- _Activity list_
- 1) From the excerpt on H1 linker histones and PARP1 recruitment, return the passage starting with "We then asked" and going on through "structures [22, 67].", copied verbatim.
- 2) According to the excerpt on H1 linker histones and PARP1 recruitment, what is the C-terminal domain of H1.0 made of?

- _Excerpt_
****************************************
We then asked the converse question: is H1 depletion necessary for efficient PARP1 recruitment? The basic structure of H1 linker histones is conserved across species and variants, consisting of a short flexible N-terminal tail, a globular domain with a winged-helix motif, and a long, basic, lysine rich C-terminal [16, 65]. The globular domain binds to DNA within or near the nucleosome core to seal two full turns of DNA around the core and to stabilize the chromatosome [21, 66]. The C-terminal domain binds to linker DNA between adjacent nucleosomes and promotes the condensation of chromatin into high order structures [22, 67].

The C-terminal domain of H1.0 consists of four interchangeable subdomains of 20–25 amino acids [68]. We generated a mutant construct (H1.0Cdup) containing a duplication of the two distal subdomains (Fig. 3A, Supplemental Table S1). We introduced a plasmid expressing a pSMOrange-tagged version of H1.0Cdup into mouse 3T3 fibroblasts and measured the exit rate from damaged and undamaged DNA (Fig. 3B). As expected, the H1.0Cdup construct was released from undamaged DNA significantly more slowly than wild type H1.0 (compare to Fig. 2C) indicative of a tighter binding affinity. Release of H1.0Cdup was accelerated upon DNA damage but the exit rate was about three-fold slower than that of wild-type H1.0.

We previously developed a method to express exogenously introduced H1 isotypes by placing them under transcriptional control of the Zn-inducible metallothionein promoter and removing the 3’ UTR sequences that confer S-phase-specific mRNA stability [69]. We generated stable cell lines expressing un-tagged versions of H1.0 and H1.0Cdup. Upon ZnCl2 treatment, these lines expressed significant amounts of the exogenous protein (Fig. 3C). As we previously noted [69] overexpression of individual H1 variants results in a compensatory reduction in the expression of other variants such that the total amount of H1 relative to core histones is not significantly altered (Supplemental Fig. S3). We then transiently transfected a plasmid expressing GFP-tagged human PARP1 into these cells and wild type controls. We observed that recruitment of PARP1 to DNA damage following 405-nm laser microirradiation was significantly impaired in the cell line overexpressing H1.0Cdup (Fig. 3D-F) but not in the cell line overexpressing H1.0. We interpret this to indicate that release of H1 can be rate-limiting for the recruitment of repair proteins in response to DNA damage.
****************************************
- _Extracted entries_
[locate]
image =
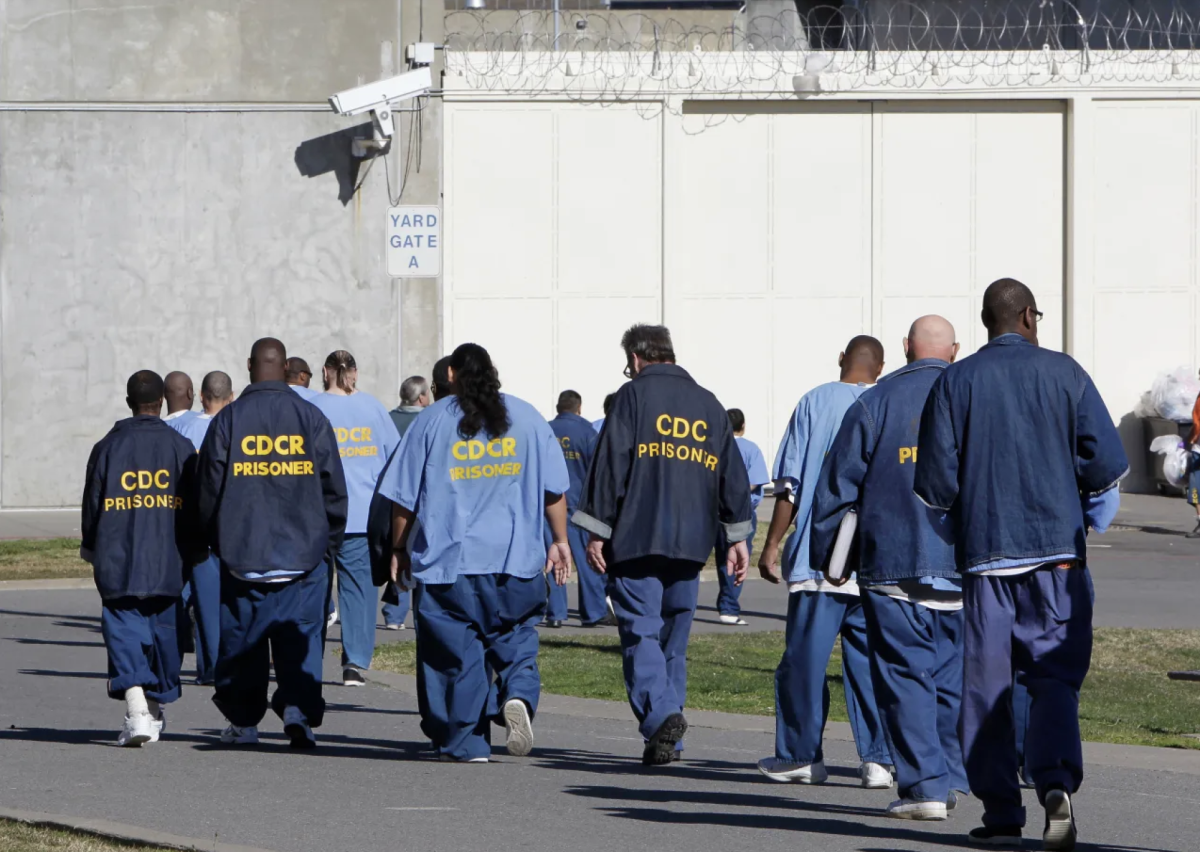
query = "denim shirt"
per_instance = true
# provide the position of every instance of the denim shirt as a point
(1014, 441)
(870, 468)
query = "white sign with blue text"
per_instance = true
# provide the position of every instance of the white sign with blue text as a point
(414, 243)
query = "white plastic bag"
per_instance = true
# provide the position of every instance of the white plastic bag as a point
(1174, 394)
(1176, 459)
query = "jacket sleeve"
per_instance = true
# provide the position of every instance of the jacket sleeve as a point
(1099, 456)
(840, 481)
(93, 495)
(333, 480)
(936, 480)
(604, 490)
(210, 475)
(733, 484)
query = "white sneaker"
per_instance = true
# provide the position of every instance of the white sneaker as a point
(907, 809)
(793, 773)
(519, 727)
(138, 729)
(157, 726)
(240, 736)
(875, 775)
(295, 726)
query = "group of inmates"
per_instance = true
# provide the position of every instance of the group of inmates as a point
(964, 609)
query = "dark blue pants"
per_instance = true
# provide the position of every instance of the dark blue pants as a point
(205, 601)
(591, 585)
(815, 619)
(355, 601)
(917, 673)
(729, 595)
(143, 648)
(655, 601)
(265, 623)
(1041, 624)
(480, 627)
(396, 613)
****************************************
- _Answers for the exercise_
- 1)
We then asked the converse question: is H1 depletion necessary for efficient PARP1 recruitment? The basic structure of H1 linker histones is conserved across species and variants, consisting of a short flexible N-terminal tail, a globular domain with a winged-helix motif, and a long, basic, lysine rich C-terminal [16, 65]. The globular domain binds to DNA within or near the nucleosome core to seal two full turns of DNA around the core and to stabilize the chromatosome [21, 66]. The C-terminal domain binds to linker DNA between adjacent nucleosomes and promotes the condensation of chromatin into high order structures [22, 67].

- 2) Four interchangeable subdomains of 20–25 amino acids.